Restate exactly the lines of the entries below, beginning with the first and ending with the line that holds "# rows in the form column 669, row 966". Pictures are not copied.

┌─ Records supplied

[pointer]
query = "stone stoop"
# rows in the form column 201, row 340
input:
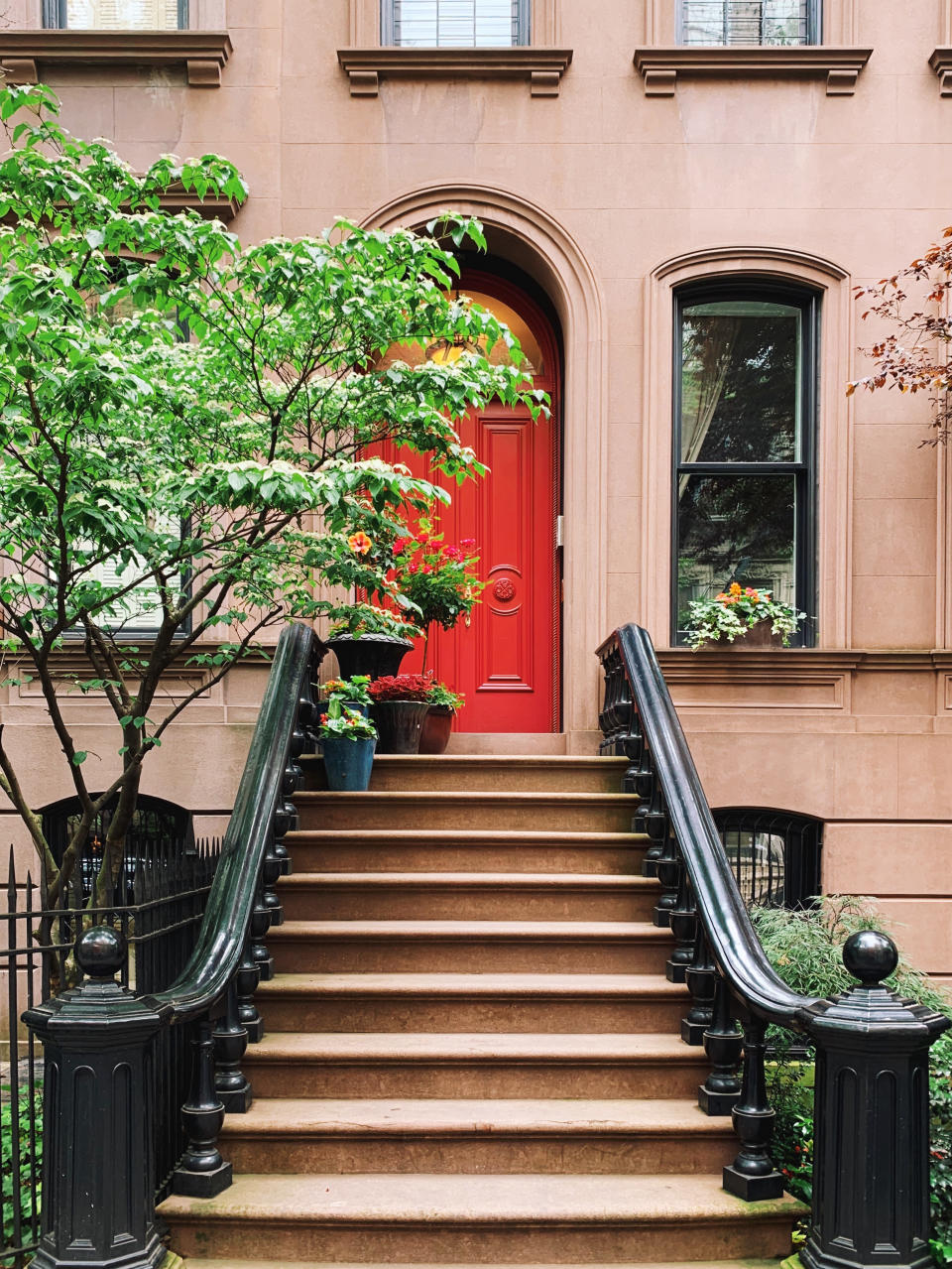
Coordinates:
column 472, row 1051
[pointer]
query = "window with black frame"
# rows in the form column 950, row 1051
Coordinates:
column 750, row 22
column 744, row 444
column 454, row 23
column 117, row 14
column 775, row 856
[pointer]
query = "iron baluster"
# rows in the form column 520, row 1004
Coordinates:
column 246, row 981
column 231, row 1040
column 683, row 927
column 701, row 978
column 724, row 1043
column 752, row 1175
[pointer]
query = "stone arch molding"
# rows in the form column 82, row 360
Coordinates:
column 527, row 235
column 834, row 422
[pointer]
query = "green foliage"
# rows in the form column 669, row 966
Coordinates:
column 805, row 950
column 186, row 490
column 441, row 696
column 30, row 1159
column 340, row 719
column 353, row 691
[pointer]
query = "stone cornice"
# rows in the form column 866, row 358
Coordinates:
column 660, row 66
column 542, row 67
column 201, row 53
column 941, row 63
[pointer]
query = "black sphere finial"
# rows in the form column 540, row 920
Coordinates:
column 101, row 952
column 870, row 955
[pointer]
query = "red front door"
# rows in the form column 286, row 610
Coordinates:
column 505, row 659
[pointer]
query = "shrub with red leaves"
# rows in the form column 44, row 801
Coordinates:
column 402, row 687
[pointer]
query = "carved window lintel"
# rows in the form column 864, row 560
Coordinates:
column 542, row 67
column 201, row 53
column 941, row 63
column 660, row 67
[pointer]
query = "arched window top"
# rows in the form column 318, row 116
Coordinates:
column 744, row 442
column 117, row 14
column 775, row 855
column 454, row 23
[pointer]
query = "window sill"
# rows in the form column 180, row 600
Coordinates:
column 542, row 67
column 201, row 53
column 661, row 67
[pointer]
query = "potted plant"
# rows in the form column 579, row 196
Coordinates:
column 347, row 740
column 365, row 637
column 437, row 578
column 401, row 703
column 438, row 719
column 350, row 692
column 755, row 617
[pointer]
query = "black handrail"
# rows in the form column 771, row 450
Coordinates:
column 250, row 830
column 730, row 934
column 871, row 1109
column 101, row 1037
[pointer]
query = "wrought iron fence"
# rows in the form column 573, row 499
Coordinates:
column 168, row 883
column 774, row 855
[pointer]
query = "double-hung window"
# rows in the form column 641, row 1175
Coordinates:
column 117, row 14
column 744, row 444
column 750, row 22
column 454, row 23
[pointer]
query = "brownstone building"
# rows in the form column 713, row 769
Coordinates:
column 654, row 177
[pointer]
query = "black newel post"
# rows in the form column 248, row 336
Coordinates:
column 871, row 1120
column 98, row 1159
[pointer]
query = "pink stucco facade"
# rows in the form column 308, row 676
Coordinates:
column 611, row 185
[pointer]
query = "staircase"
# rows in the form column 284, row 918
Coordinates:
column 472, row 1051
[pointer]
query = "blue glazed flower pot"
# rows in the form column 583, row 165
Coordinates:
column 347, row 763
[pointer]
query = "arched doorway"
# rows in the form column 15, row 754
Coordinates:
column 505, row 659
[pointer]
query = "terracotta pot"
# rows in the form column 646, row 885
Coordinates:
column 436, row 731
column 760, row 637
column 376, row 655
column 399, row 724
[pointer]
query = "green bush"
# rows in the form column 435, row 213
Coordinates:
column 806, row 951
column 28, row 1196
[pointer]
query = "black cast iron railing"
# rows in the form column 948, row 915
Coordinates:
column 117, row 1135
column 168, row 885
column 871, row 1114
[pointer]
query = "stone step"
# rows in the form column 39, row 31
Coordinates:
column 472, row 1003
column 201, row 1263
column 479, row 1065
column 522, row 1218
column 482, row 772
column 391, row 1135
column 474, row 896
column 465, row 850
column 447, row 809
column 469, row 947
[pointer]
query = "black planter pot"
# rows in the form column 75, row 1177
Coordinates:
column 399, row 724
column 377, row 655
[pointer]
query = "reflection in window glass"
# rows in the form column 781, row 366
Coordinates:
column 739, row 382
column 747, row 22
column 736, row 528
column 123, row 14
column 455, row 23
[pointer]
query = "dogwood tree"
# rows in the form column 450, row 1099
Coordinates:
column 181, row 420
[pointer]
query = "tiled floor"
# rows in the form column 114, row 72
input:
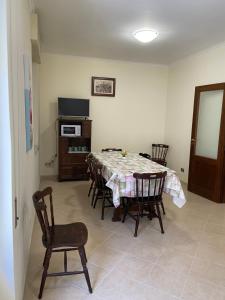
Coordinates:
column 187, row 262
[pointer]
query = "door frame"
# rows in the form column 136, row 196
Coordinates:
column 219, row 194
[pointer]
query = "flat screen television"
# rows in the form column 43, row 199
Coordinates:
column 73, row 107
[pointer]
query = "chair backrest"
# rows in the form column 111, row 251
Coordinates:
column 146, row 155
column 98, row 177
column 111, row 149
column 149, row 186
column 42, row 214
column 159, row 151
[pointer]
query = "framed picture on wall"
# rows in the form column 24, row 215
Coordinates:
column 103, row 86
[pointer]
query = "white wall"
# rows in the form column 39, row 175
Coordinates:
column 206, row 67
column 132, row 120
column 7, row 288
column 25, row 179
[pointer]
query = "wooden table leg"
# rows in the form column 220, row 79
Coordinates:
column 117, row 214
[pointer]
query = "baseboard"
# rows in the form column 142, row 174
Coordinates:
column 49, row 177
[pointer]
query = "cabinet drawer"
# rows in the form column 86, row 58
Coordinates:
column 73, row 159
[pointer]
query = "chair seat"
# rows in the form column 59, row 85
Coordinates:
column 69, row 235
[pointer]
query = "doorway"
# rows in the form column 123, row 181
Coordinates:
column 206, row 166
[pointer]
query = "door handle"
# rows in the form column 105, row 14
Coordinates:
column 16, row 213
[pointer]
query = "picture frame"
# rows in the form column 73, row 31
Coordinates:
column 103, row 86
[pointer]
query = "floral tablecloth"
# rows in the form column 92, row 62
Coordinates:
column 118, row 172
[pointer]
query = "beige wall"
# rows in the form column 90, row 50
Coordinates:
column 206, row 67
column 25, row 164
column 132, row 120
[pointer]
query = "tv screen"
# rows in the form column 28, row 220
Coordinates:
column 73, row 107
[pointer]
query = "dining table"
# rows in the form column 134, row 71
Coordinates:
column 118, row 172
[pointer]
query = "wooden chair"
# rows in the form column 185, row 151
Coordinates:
column 90, row 159
column 148, row 197
column 59, row 238
column 101, row 191
column 159, row 152
column 111, row 149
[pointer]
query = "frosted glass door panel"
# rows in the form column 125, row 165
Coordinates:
column 208, row 129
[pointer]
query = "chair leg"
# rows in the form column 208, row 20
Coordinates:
column 159, row 216
column 91, row 187
column 83, row 261
column 163, row 209
column 96, row 198
column 125, row 211
column 85, row 256
column 138, row 220
column 103, row 207
column 45, row 271
column 45, row 257
column 93, row 196
column 137, row 224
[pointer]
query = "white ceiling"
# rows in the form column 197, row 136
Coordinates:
column 103, row 28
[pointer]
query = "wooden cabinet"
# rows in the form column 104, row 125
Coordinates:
column 73, row 151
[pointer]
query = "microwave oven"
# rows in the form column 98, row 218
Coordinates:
column 70, row 130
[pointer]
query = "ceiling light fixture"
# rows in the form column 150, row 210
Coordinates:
column 145, row 35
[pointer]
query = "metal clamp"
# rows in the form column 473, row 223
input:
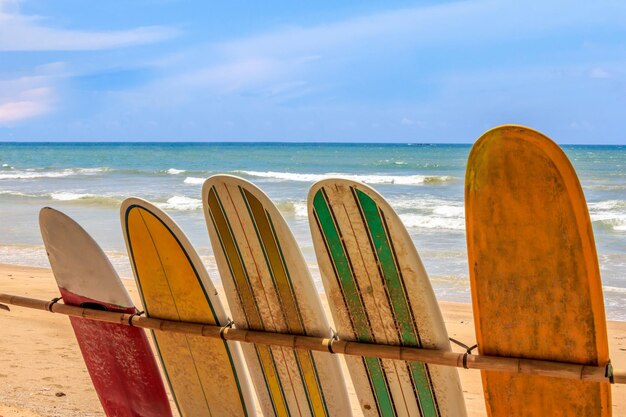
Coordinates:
column 137, row 313
column 468, row 350
column 52, row 303
column 228, row 325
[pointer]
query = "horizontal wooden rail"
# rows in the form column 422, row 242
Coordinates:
column 430, row 356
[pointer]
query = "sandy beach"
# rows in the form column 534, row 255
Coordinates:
column 43, row 373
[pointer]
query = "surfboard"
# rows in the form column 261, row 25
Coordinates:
column 379, row 292
column 119, row 359
column 268, row 287
column 534, row 273
column 207, row 377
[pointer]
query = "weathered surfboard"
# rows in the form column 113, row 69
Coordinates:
column 207, row 377
column 379, row 292
column 120, row 362
column 534, row 273
column 269, row 287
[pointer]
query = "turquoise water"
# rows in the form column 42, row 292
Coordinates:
column 424, row 183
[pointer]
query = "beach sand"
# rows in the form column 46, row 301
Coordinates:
column 42, row 372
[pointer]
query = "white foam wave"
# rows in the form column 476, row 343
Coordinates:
column 411, row 220
column 368, row 179
column 39, row 173
column 174, row 171
column 300, row 209
column 194, row 180
column 181, row 203
column 609, row 213
column 294, row 208
column 68, row 196
column 17, row 194
column 607, row 205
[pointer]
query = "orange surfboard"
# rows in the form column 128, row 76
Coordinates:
column 534, row 273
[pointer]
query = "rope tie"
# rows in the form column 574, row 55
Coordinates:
column 137, row 313
column 609, row 372
column 468, row 350
column 228, row 325
column 329, row 342
column 52, row 303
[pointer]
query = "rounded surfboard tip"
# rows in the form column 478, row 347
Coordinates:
column 76, row 258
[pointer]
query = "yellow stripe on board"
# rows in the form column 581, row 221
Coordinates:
column 274, row 257
column 246, row 298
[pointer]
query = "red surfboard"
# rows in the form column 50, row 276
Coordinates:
column 120, row 362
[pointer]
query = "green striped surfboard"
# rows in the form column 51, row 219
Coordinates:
column 268, row 287
column 379, row 292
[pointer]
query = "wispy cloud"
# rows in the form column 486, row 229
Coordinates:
column 32, row 33
column 24, row 98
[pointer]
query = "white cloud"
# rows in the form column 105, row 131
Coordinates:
column 461, row 22
column 31, row 33
column 30, row 96
column 599, row 73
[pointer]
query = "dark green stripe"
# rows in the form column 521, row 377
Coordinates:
column 356, row 309
column 397, row 294
column 216, row 209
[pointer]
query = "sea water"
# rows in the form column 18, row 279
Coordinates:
column 423, row 183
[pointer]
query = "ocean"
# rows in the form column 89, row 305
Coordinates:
column 424, row 184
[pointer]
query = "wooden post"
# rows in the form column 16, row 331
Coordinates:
column 430, row 356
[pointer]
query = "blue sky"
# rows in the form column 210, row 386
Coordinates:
column 394, row 71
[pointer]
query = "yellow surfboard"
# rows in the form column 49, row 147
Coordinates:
column 207, row 377
column 534, row 273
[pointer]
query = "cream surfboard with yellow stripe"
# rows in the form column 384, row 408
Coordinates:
column 269, row 287
column 207, row 377
column 379, row 292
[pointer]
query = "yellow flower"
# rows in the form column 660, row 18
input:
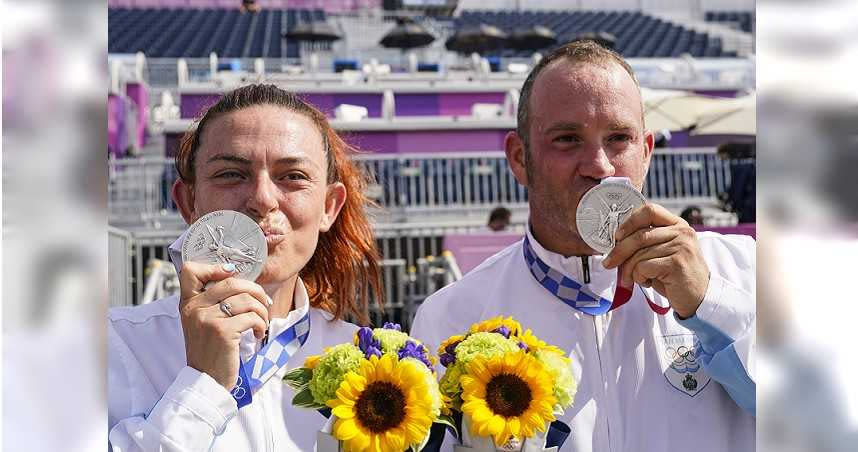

└─

* Task response
[pointer]
query = "stone stoop"
# rows in the form column 201, row 340
input:
Coordinates:
column 472, row 1051
[pointer]
query = "window with black frame"
# rows in the form column 950, row 1051
Coordinates:
column 750, row 22
column 744, row 444
column 454, row 23
column 117, row 14
column 775, row 856
[pointer]
query = "iron baluster"
# rows in the form column 520, row 1004
Coordinates:
column 246, row 981
column 231, row 1040
column 683, row 927
column 701, row 978
column 724, row 1043
column 752, row 1175
[pointer]
query = "stone arch molding"
# rows in the form column 82, row 360
Coordinates:
column 527, row 235
column 834, row 422
[pointer]
query = "green foliage"
# rows in the form column 669, row 966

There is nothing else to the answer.